# Provided passage
......
As for the rest of the song: It’s called “Behind the Lines,” and it kickstarts a suite of interlinked compositions forming the core of the record. There are rumors that the band considered presenting them as an uninterrupted, side-long suite, which offered perfect fodder for betrayed fans who wanted to believe the poppier direction was a result of Genesis compromising their vision for record label suits, or a radio-crazed Phil Collins demanding they preserve the singles. But the truth is that Genesis decided among themselves to separate the music, finding the prog rock gesture to be old-fashioned, uninspiring.
One day in the studio, Collins played a tape of “Behind the Lines” at the wrong speed and realized it sounded a little like Michael Jackson. Funny! But he was taking notes. A few months later, he brought in Earth, Wind, and Fire’s horn section and recorded the sped-up version for his debut solo album, which he called Face Value, and which would go multiple-times platinum around the world.
......
# Collected data
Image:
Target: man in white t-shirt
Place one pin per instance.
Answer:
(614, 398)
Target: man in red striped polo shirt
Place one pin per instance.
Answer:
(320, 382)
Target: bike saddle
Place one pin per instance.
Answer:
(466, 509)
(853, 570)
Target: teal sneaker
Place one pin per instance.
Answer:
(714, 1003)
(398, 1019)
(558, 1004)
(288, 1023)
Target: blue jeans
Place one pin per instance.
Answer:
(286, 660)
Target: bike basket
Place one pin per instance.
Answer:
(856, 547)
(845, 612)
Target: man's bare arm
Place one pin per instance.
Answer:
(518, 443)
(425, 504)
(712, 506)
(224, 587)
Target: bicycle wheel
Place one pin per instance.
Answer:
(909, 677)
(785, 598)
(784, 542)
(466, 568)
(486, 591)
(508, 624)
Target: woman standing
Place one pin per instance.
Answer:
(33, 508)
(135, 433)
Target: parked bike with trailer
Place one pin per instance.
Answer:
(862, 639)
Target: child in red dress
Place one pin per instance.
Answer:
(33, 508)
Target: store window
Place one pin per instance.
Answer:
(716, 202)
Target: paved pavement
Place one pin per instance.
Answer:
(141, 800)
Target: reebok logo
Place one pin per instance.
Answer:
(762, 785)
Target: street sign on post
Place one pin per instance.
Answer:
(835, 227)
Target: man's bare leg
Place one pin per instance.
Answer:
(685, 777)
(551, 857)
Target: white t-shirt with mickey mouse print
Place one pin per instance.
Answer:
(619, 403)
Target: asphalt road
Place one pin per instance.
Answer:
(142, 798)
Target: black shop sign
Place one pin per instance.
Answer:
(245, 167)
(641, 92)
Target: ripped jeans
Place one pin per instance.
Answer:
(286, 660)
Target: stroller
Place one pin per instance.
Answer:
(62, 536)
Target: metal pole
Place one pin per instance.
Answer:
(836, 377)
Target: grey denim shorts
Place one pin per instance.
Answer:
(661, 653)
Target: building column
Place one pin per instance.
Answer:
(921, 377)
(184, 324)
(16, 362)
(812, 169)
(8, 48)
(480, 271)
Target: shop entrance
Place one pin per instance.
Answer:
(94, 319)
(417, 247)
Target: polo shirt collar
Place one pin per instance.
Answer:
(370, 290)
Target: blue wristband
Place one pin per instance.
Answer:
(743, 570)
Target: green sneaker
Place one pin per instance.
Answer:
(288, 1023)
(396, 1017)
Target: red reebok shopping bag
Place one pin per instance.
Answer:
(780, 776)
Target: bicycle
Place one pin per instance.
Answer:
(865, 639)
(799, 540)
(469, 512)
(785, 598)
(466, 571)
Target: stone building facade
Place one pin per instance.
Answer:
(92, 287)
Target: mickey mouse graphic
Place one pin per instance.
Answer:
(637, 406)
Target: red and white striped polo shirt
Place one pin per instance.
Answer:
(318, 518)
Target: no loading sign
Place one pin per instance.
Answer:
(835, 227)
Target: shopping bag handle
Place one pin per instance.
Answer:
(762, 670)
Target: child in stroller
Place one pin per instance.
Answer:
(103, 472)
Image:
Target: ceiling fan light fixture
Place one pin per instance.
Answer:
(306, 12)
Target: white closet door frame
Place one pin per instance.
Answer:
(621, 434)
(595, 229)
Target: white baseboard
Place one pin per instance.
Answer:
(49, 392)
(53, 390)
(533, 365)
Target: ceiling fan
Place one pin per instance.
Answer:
......
# Exercise 1
In the passage about Genesis, what did Collins notice when he played the tape of "Behind the Lines" at the wrong speed?
# Exercise 2
Render this sentence from the passage about Genesis in Spanish: "But the truth is that Genesis decided among themselves to separate the music, finding the prog rock gesture to be old-fashioned, uninspiring."
# Exercise 3
Carry on the passage about Genesis from the point where it stops.

# Exercise result 1
It sounded a little like Michael Jackson.

# Exercise result 2
Pero la verdad es que Genesis decidió entre ellos separar la música, al considerar que el gesto del rock progresivo era anticuado, poco inspirador.

# Exercise result 3
These alternate versions of the song—one, a utopian vision of prog rock; the other, a jumpy imitation of the most famous artist in the world—mark the first time that Collins’ solo music and the band’s felt in clear competition. On the cover of Duke, a figure stands before a window to who-knows-what: Those eyes on the cover of Face Value show you what awaits him. There is a real person standing there, and his future is the only one.
XI
The critical wisdom is that prog rock was living and breathing and thriving, and then punk rock came and killed it. The story always made me envision a gang of pissed-off kids in leather jackets bum-rushing the stage, ripping capes off old British guys; the sound of Mellotrons coming unplugged as the audience gasps.
There is a kernel of truth to it. The things that punk represented—anger, politics, a new generation fed up with the old one, shorter bursts—did seem antithetical to one vision of prog rock. But prog was already in motion by the time anything resembling punk came to the forefront, and Genesis had been in a steady evolution their whole career. What would have been an actual death sentence, a real sell-out move, would have been if they carried on like nothing happened, repeating themselves, pandering to the people who were already on board—coasting.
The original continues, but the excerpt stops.